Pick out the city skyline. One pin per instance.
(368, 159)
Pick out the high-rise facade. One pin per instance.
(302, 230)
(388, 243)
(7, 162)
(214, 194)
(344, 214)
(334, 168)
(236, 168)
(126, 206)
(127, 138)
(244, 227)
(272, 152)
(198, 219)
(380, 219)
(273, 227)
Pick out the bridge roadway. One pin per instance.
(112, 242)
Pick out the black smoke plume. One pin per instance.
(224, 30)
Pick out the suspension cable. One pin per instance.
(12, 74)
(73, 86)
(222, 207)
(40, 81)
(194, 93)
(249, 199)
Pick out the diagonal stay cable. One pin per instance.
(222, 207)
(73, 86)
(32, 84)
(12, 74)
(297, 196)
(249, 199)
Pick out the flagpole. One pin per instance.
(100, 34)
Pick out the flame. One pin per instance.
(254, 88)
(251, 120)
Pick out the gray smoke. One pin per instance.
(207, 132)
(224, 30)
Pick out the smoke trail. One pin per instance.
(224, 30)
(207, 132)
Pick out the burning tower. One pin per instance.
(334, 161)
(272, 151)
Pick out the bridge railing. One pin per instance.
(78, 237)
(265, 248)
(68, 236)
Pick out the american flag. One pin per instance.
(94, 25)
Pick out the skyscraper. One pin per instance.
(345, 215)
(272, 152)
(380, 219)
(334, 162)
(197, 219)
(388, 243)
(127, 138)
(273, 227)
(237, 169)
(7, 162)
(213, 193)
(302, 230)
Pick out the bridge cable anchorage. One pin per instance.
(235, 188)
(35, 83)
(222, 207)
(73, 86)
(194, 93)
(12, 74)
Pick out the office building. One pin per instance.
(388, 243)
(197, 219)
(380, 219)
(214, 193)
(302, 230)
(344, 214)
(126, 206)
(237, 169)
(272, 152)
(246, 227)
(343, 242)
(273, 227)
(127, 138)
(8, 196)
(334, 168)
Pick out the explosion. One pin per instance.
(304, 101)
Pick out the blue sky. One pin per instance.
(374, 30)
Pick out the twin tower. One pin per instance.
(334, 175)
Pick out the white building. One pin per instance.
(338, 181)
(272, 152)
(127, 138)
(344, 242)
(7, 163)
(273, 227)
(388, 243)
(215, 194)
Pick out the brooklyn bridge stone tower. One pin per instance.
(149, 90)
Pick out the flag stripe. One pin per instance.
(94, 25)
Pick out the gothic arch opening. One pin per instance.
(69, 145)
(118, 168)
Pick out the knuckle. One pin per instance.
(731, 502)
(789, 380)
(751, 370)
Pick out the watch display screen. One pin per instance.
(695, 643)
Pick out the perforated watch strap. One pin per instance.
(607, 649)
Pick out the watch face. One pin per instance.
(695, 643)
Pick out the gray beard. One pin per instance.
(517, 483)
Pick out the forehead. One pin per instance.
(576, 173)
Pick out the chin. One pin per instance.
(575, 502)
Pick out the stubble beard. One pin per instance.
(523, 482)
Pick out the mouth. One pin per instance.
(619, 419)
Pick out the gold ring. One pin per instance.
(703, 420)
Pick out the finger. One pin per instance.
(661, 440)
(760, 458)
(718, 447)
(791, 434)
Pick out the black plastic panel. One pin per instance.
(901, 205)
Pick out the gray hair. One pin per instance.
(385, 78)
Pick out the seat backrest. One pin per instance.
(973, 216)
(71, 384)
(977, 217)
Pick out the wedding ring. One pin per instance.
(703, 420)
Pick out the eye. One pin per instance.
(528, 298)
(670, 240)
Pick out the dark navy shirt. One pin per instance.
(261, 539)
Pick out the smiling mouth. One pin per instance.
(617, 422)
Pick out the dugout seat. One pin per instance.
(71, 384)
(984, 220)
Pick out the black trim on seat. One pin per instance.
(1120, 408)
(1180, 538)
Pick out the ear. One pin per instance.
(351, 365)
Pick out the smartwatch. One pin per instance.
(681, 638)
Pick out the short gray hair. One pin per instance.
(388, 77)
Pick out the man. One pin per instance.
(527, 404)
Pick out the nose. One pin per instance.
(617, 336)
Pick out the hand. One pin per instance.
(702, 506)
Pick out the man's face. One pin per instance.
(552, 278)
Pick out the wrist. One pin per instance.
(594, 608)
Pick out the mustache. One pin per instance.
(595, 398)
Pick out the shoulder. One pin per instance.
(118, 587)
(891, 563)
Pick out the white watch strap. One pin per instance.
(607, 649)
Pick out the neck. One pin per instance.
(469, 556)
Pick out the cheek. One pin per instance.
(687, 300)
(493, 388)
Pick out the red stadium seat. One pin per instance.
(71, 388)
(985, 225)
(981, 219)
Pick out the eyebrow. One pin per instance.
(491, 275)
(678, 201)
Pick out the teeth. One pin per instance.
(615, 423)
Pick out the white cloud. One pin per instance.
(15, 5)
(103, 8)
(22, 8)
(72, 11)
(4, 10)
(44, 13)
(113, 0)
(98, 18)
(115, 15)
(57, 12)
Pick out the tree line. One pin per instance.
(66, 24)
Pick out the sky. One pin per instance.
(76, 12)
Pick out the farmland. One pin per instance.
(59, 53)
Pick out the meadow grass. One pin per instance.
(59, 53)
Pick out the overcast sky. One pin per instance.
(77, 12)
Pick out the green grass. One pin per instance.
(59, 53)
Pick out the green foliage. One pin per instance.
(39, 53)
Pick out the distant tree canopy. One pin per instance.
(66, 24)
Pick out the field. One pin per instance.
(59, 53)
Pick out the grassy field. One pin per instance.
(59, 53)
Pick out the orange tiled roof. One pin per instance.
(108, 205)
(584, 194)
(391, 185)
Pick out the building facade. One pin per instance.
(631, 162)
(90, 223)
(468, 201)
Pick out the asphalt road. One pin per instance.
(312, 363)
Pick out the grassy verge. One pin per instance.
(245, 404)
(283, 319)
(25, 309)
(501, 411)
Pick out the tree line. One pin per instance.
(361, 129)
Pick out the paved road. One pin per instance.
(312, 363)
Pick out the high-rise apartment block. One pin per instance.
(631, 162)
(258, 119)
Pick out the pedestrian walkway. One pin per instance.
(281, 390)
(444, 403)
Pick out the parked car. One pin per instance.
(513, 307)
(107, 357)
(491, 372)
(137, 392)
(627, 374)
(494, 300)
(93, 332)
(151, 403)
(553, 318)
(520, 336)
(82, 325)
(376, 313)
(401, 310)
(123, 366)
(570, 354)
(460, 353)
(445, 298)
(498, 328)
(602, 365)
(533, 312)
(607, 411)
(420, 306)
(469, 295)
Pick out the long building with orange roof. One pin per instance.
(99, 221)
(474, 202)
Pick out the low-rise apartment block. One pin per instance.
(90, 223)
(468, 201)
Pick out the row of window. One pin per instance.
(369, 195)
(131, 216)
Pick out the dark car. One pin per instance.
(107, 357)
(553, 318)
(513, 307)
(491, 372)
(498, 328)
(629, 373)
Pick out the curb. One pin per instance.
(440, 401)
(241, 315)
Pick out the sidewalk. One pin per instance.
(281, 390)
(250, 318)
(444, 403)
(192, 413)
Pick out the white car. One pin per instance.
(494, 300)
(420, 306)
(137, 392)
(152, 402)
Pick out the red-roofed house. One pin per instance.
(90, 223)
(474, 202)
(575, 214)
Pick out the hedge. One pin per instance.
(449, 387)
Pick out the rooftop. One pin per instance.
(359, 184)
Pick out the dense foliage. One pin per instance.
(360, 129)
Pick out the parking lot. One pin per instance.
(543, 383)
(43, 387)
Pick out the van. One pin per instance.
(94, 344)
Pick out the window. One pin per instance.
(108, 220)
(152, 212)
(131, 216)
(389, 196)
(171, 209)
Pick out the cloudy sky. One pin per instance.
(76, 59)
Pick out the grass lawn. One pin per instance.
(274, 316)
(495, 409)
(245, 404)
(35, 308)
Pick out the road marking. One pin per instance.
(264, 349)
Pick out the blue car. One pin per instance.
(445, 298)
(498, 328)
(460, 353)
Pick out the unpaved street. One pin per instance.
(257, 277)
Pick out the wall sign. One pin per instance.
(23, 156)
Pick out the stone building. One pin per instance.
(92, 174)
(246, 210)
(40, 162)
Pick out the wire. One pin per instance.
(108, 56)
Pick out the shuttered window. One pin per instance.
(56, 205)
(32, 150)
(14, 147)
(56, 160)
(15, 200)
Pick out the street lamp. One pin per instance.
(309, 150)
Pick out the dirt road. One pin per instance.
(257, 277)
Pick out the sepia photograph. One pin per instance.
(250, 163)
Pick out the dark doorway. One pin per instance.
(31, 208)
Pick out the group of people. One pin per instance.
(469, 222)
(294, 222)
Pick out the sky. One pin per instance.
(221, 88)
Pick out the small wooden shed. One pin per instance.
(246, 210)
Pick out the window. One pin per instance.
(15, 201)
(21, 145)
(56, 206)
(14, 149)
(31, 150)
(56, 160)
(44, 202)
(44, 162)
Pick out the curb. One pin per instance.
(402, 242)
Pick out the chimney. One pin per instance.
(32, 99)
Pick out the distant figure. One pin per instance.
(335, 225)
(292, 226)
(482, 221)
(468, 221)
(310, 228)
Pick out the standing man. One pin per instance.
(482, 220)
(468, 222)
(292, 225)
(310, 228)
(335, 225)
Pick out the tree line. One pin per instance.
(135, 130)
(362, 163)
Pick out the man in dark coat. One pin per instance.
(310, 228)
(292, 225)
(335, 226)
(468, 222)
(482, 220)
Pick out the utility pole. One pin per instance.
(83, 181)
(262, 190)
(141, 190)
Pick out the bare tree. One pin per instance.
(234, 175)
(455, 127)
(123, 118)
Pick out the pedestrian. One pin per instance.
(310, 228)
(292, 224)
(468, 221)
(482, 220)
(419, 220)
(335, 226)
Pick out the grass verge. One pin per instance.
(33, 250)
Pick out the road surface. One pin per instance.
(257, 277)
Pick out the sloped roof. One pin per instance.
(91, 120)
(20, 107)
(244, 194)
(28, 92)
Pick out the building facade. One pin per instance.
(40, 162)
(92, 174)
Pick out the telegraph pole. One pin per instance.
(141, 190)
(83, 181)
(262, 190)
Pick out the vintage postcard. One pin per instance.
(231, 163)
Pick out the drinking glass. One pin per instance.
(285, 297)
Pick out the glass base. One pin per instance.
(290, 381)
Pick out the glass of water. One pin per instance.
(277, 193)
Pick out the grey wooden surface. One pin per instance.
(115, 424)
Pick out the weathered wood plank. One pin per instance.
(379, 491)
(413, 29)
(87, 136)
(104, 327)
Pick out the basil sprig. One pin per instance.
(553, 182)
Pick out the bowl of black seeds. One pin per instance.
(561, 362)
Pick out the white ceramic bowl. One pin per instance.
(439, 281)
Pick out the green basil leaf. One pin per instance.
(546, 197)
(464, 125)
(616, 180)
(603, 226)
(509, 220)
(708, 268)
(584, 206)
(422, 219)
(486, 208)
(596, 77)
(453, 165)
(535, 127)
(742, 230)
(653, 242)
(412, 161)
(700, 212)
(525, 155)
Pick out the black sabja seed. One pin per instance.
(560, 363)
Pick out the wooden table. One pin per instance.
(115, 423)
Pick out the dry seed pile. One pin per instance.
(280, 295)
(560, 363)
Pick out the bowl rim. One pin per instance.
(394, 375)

- - - - - - -

▶ Aim
Can you repeat the records from the line with "Pick out the green basil" to the end of the records, swapping "wooden table" for "oak table" and leaving everything else unchanged?

▶ Written reply
Pick out the green basil leaf. One pin per instance.
(546, 197)
(464, 125)
(616, 180)
(603, 226)
(509, 220)
(708, 268)
(584, 206)
(422, 219)
(486, 208)
(596, 77)
(453, 165)
(535, 127)
(742, 230)
(653, 242)
(412, 161)
(700, 212)
(525, 155)
Pick out the black sabja seed. One pin per instance.
(560, 363)
Pick out the oak table. One pin per instance.
(115, 423)
Pick out the dry seed pile. One pin per instance.
(280, 295)
(560, 363)
Pick out the bowl rim. One pin per instance.
(394, 375)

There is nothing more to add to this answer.